## Data for this exercise
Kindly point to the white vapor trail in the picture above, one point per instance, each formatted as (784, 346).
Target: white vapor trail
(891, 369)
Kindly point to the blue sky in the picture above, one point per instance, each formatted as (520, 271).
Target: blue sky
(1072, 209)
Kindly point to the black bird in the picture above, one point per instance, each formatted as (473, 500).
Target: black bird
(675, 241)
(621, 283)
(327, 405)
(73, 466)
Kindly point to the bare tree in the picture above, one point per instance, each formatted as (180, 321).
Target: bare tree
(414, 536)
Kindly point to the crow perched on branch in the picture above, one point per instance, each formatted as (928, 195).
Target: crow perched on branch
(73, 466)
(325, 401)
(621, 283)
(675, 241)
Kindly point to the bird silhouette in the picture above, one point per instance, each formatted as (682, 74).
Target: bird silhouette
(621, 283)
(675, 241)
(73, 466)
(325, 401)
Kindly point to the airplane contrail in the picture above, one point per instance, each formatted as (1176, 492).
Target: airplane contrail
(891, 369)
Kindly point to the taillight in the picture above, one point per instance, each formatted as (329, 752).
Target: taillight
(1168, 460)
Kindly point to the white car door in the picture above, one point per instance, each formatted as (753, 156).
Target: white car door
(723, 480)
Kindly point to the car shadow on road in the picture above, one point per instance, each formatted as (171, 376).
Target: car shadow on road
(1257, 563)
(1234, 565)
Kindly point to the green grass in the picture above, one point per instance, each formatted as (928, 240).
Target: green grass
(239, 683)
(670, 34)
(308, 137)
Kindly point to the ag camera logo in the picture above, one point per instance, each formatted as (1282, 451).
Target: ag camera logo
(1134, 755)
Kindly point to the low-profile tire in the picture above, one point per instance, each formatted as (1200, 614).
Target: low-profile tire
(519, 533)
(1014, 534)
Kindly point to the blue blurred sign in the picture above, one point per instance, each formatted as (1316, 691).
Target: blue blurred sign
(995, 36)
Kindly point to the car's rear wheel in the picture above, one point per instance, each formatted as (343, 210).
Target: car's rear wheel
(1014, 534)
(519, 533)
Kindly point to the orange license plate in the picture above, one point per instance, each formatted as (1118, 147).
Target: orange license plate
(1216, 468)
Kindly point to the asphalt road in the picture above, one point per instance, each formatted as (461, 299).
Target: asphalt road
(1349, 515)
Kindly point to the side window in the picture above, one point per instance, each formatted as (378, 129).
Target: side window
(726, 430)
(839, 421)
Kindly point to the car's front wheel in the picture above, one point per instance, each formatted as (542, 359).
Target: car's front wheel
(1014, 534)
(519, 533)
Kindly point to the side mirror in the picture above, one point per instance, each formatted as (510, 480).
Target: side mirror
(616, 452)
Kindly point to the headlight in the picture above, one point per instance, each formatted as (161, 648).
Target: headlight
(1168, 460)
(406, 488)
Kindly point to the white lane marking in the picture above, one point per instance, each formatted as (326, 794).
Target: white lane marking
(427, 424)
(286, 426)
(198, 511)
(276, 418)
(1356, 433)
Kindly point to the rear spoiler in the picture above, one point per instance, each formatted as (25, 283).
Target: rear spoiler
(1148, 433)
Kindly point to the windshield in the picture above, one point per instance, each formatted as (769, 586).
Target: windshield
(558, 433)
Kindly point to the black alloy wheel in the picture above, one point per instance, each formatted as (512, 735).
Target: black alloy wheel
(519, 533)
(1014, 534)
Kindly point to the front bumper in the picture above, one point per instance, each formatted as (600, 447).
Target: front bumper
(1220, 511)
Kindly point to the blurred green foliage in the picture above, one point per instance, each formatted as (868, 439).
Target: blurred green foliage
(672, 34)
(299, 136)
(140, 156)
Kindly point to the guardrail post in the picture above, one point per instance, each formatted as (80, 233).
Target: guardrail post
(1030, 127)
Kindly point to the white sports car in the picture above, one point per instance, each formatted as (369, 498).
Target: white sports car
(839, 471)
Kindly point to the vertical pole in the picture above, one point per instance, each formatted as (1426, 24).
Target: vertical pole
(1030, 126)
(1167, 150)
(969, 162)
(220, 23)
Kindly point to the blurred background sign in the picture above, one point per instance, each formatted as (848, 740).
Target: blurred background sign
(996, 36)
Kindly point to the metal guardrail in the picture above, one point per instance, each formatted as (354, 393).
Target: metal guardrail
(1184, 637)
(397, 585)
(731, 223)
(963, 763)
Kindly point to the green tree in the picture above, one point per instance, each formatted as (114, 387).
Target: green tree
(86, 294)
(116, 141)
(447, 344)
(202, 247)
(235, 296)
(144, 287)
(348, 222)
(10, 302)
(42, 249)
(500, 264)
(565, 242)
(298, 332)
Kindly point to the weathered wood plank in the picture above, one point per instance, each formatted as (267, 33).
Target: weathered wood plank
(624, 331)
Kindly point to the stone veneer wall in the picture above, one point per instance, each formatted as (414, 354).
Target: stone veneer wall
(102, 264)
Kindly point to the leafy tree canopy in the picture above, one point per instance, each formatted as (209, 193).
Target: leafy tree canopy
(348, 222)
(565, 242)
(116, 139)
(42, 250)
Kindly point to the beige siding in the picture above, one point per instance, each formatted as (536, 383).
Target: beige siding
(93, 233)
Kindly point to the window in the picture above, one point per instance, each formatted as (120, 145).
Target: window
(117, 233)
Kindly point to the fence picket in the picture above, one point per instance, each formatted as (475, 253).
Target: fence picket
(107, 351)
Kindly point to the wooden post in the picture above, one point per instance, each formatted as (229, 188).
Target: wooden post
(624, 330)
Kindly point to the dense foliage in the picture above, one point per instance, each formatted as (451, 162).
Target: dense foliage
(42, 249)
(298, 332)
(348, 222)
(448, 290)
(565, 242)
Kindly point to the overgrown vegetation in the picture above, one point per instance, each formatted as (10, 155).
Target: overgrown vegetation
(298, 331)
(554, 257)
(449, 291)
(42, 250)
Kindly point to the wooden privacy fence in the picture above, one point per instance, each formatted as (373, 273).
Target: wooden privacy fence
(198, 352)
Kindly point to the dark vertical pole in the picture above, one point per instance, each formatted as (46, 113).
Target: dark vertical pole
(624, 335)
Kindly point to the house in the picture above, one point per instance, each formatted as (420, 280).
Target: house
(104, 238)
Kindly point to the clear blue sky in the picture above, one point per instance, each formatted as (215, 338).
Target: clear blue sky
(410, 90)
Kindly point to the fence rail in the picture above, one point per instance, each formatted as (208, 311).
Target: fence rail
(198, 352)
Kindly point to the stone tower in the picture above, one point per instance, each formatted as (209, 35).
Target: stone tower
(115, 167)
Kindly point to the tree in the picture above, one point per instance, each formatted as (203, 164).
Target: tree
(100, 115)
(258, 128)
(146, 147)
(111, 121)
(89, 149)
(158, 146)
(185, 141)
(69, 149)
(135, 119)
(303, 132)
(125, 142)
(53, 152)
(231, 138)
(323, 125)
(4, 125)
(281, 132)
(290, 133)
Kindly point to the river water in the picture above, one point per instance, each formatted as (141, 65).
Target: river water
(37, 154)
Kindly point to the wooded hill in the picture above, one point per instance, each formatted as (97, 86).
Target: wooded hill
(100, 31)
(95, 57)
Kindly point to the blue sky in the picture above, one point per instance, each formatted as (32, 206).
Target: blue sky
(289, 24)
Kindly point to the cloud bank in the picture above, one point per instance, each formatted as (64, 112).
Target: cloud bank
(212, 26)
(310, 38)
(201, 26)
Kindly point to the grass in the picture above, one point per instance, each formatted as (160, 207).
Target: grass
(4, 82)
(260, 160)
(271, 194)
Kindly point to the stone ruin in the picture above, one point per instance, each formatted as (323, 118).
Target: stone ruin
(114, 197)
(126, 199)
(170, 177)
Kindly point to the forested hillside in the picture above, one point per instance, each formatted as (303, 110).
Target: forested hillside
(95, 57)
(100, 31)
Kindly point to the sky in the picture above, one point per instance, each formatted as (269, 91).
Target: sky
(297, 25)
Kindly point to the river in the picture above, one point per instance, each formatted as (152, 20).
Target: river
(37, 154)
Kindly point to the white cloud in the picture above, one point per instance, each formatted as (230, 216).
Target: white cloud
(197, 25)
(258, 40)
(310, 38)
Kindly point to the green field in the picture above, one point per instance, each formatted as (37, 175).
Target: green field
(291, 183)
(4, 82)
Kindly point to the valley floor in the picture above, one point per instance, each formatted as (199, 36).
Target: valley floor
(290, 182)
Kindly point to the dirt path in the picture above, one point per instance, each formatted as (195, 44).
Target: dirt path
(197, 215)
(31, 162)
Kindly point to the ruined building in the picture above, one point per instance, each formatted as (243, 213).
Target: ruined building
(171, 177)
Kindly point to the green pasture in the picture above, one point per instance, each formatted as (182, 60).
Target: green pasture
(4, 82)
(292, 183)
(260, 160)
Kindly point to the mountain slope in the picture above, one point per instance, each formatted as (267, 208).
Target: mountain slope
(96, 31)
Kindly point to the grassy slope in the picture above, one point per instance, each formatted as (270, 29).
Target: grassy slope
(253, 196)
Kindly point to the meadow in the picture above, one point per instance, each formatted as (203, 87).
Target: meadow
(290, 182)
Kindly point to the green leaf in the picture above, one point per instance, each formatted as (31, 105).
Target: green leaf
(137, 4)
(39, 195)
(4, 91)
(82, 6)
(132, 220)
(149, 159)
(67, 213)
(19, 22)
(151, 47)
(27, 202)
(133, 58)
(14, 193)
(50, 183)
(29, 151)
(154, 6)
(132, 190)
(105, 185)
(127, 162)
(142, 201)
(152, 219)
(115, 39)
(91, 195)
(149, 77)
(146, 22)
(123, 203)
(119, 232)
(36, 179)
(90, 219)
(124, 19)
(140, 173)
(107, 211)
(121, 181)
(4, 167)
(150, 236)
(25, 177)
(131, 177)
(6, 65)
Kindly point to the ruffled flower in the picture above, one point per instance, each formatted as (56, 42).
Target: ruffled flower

## Task details
In the listing above, find the line containing "Target: windshield" and the line containing "Kindly point to the guardrail", then quote both, plus every line between them, exactly as written.

## Solution to the exercise
Target: windshield
(558, 433)
Kindly point to the black alloy wheel in the picture above, one point per instance, each formatted as (512, 735).
Target: black alloy wheel
(519, 533)
(1014, 534)
Kindly point to the front bumper in the picture above, one point per instance, each formatted as (600, 447).
Target: front bumper
(1220, 511)
Kindly point to the blurred green foliage in the picture above, one point per instance, each formatted as (868, 439).
Target: blurred green foliage
(672, 34)
(299, 136)
(140, 156)
Kindly point to the guardrail post in the picture above, one point per instance, each formatted as (80, 233).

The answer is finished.